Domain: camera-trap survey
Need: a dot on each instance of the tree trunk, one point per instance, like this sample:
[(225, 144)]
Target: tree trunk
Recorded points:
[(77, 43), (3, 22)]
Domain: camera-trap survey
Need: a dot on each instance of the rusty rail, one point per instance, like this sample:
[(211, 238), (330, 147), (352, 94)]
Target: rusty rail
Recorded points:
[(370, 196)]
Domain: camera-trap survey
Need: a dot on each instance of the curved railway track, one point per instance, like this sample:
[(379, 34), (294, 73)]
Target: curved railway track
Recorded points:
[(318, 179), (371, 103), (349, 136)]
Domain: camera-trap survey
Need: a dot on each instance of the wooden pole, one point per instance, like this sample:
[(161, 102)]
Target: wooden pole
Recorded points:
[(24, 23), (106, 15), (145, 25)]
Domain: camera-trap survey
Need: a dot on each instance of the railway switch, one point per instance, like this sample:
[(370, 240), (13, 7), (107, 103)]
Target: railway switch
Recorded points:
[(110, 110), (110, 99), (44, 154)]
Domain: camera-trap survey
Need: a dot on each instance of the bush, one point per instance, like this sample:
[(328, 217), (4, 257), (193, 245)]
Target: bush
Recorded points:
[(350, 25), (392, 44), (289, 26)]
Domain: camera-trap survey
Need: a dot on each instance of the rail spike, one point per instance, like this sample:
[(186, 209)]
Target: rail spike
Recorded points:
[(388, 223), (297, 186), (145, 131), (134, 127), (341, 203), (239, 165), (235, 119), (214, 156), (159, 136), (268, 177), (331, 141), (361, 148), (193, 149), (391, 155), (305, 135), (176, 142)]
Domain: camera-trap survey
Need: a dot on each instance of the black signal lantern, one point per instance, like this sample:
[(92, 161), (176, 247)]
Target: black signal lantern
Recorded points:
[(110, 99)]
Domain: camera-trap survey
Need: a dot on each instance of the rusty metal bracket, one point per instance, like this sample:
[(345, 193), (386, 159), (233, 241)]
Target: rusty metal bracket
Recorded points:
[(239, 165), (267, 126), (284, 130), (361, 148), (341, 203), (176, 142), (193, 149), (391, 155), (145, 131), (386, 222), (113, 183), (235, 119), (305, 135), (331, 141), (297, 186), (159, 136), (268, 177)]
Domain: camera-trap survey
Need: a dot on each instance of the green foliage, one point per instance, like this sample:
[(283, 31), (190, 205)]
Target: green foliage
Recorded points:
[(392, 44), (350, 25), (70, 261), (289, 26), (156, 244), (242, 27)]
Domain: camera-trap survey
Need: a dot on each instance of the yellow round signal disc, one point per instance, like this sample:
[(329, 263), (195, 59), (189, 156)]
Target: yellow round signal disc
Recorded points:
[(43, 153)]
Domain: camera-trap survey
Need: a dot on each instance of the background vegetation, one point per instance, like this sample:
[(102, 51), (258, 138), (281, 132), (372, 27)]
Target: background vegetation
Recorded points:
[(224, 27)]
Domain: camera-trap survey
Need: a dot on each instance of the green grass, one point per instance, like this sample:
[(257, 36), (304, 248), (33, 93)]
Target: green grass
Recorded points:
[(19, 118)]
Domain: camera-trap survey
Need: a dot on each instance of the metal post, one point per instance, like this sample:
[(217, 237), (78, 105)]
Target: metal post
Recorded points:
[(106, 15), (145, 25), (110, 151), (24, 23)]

####################

• _THE EXERCISE_
Reproduce every item above line for line, with no changes.

• _SOLUTION_
Domain: camera-trap survey
Need: a dot on each instance of the tree trunk, one point per instance, like this sample:
[(225, 144)]
Target: tree trunk
Recorded points:
[(77, 43), (3, 22)]
Domain: camera-trap survey
Need: a dot on each instance of the rusty rail, one point per instance, like this sample:
[(211, 238), (330, 147), (352, 94)]
Target: rusty rail
Recorded points:
[(370, 196)]
Domain: camera-trap survey
Need: a dot on each instance of the curved railway track, one point per instance, like this sample:
[(379, 34), (294, 73)]
Target: curved railway track
Recorded points:
[(318, 179), (371, 103), (349, 136)]
Domain: camera-trap survey
Need: a dot on each instance of the wooden pole, one point per instance, like this sample:
[(161, 102)]
Target: wooden pole
Recorded points:
[(24, 23), (106, 15), (145, 25)]
Domain: camera-trap survey
Need: a dot on each instance of the railway switch, one point per instance, like this sample:
[(370, 240), (13, 7), (107, 103)]
Target: railway switch
Recorded points:
[(110, 110), (110, 99), (44, 154)]
Domain: camera-trap survey
Need: a dot on each instance of the bush, one point per instance, like this sample:
[(328, 217), (4, 257), (193, 245)]
Target: bush
Recorded points:
[(350, 25), (392, 44), (289, 26)]
Domain: camera-trap survey
Need: a dot on each instance of the rail spike, one point per instance, like this sample:
[(186, 209)]
Target: rail spike
Recorded points:
[(388, 223), (297, 186), (145, 131), (134, 127), (341, 203), (239, 165), (235, 119), (214, 156), (159, 136), (268, 177), (331, 141), (361, 148), (193, 149), (391, 155), (305, 135), (176, 142)]
Domain: camera-trap survey
Need: a dot on each instance of the black signal lantern, one point per instance, like this sample:
[(92, 161), (176, 247)]
Target: black signal lantern
Recorded points:
[(110, 99)]
Domain: camera-trap survey
Need: a dot on each instance of the rusty metal bracket, one point per instance, like this sample:
[(345, 193), (386, 159), (233, 241)]
Target: rusty metal bracket
Recorded points:
[(239, 165), (267, 126), (284, 130), (361, 148), (341, 203), (176, 142), (193, 149), (391, 155), (145, 131), (386, 222), (113, 183), (235, 119), (305, 135), (331, 141), (297, 186), (159, 136), (268, 177)]
Domain: camera-trap survey
Need: a dot on each instance of the green foliage, one point per instance, like this sample:
[(283, 31), (190, 205)]
Target: green foliage
Recorded points:
[(392, 44), (350, 25), (70, 261), (289, 26), (156, 244), (242, 27)]
Domain: camera-trap survey
Need: a dot on each instance of the yellow round signal disc, one point per instance, like this sample:
[(329, 263), (195, 59), (189, 156)]
Target: yellow round signal disc
Recorded points:
[(43, 153)]
Domain: camera-trap survey
Need: a dot on each instance of the background vegetation, one point per instance, like this sample:
[(102, 51), (258, 138), (281, 132), (372, 27)]
Target: background vegetation
Recorded points:
[(224, 27)]
Domain: camera-trap survey
Need: a dot on each instance of the green grass, one point per instance, like this sample:
[(257, 36), (304, 248), (33, 93)]
Target: green grass
Recorded points:
[(19, 118)]
Domain: camera-trap survey
Need: a dot on each instance of the metal post, one point per instance, like this sample:
[(217, 237), (78, 105)]
Target: metal post
Recorded points:
[(106, 15), (145, 25), (110, 151), (24, 23)]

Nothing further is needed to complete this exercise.